### SELECTED PASSAGE

25-Hydroxyvitamin-D deficiency in chronic kidney disease stages III,IV,and V in South Asian population: a retrospective cohort

Introduction

Chronic Kidney Disease (CKD) is defined as abnormalities of kidney structure and function present for more than 3 months with implications for health and requires either an Estimated Glomerular Filtration Rate (eGFR) of less than 60 ml/min or markers of kidney damage such as albuminuria. ¹ Affecting more than 35% of the population aged 70 and above in its early stages, CKD can be easily considered more prevalent than diabetes in the global population, with a prevalence of 11% to 13%, according to a meta-analysis, most of which is in stage 3 CKD. ² Along with its deleterious effects on kidneys, CKD has been associated commonly with vitamin D deficiency, more pronounced in patients who underwent renal transplants or patients with end-stage renal disease. ³

Vitamin D is an essential fat-soluble vitamin found in the human body as Cholecalciferol (Vitamin D3) and Ergocalciferol (Vitamin D2). These two forms receive their first hydroxylation in the Liver to form 25 Hydroxy vitamin D (calcidiol), which further undergoes final hydroxylation in the kidneys to the active form of vitamin D, that is, 1,25 dihydroxy vitamin D (calcitriol). ⁴ The major source of vitamin D comes from the ultraviolet B induced activation of the stored forms in the adipose tissues. ⁵

Vitamin D plays a pivotal role in health and disease. It is linked with a reduced risk of hypertension and cardiovascular disease, diabetes, and glycemic control, improving certain cancers, improving immunity, alleviating cognitive impairment related to Parkinson’s disease, and regulating the renin-angiotensin system. ⁶ The prevalence of vitamin D deficiency worldwide varies among populations, such as about 20% in developed countries and up to 100% in low socio-economic countries. ⁴ A deficiency of this essential vitamin contributes to a higher risk of developing cardiovascular disease, fractures, autoimmune disorders, failure to fight against type two diabetes, depression, and even viral diseases such as influenza. ⁵ Therefore, vitamin D deficiency impacts a variety of pathophysiological mechanisms in our bodies.

######
### MATERIAL SUPPLIED

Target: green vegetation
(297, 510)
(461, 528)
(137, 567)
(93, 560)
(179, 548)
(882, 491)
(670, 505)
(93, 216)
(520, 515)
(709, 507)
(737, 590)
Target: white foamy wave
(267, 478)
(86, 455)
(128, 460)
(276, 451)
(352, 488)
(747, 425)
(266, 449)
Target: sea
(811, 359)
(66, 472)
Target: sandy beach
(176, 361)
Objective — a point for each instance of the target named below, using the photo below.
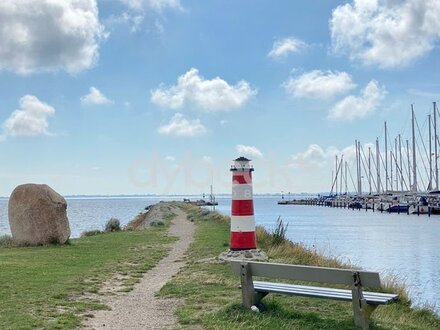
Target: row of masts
(401, 172)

######

ACTION ITEM → Reproduce the full text on vitamin D deficiency in chronic kidney disease word for word, from its title through the last sentence of the introduction.

PROBLEM SOLUTION →
25-Hydroxyvitamin-D deficiency in chronic kidney disease stages III,IV,and V in South Asian population: a retrospective cohort

Introduction

Chronic Kidney Disease (CKD) is defined as abnormalities of kidney structure and function present for more than 3 months with implications for health and requires either an Estimated Glomerular Filtration Rate (eGFR) of less than 60 ml/min or markers of kidney damage such as albuminuria. ¹ Affecting more than 35% of the population aged 70 and above in its early stages, CKD can be easily considered more prevalent than diabetes in the global population, with a prevalence of 11% to 13%, according to a meta-analysis, most of which is in stage 3 CKD. ² Along with its deleterious effects on kidneys, CKD has been associated commonly with vitamin D deficiency, more pronounced in patients who underwent renal transplants or patients with end-stage renal disease. ³

Vitamin D is an essential fat-soluble vitamin found in the human body as Cholecalciferol (Vitamin D3) and Ergocalciferol (Vitamin D2). These two forms receive their first hydroxylation in the Liver to form 25 Hydroxy vitamin D (calcidiol), which further undergoes final hydroxylation in the kidneys to the active form of vitamin D, that is, 1,25 dihydroxy vitamin D (calcitriol). ⁴ The major source of vitamin D comes from the ultraviolet B induced activation of the stored forms in the adipose tissues. ⁵

Vitamin D plays a pivotal role in health and disease. It is linked with a reduced risk of hypertension and cardiovascular disease, diabetes, and glycemic control, improving certain cancers, improving immunity, alleviating cognitive impairment related to Parkinson’s disease, and regulating the renin-angiotensin system. ⁶ The prevalence of vitamin D deficiency worldwide varies among populations, such as about 20% in developed countries and up to 100% in low socio-economic countries. ⁴ A deficiency of this essential vitamin contributes to a higher risk of developing cardiovascular disease, fractures, autoimmune disorders, failure to fight against type two diabetes, depression, and even viral diseases such as influenza. ⁵ Therefore, vitamin D deficiency impacts a variety of pathophysiological mechanisms in our bodies.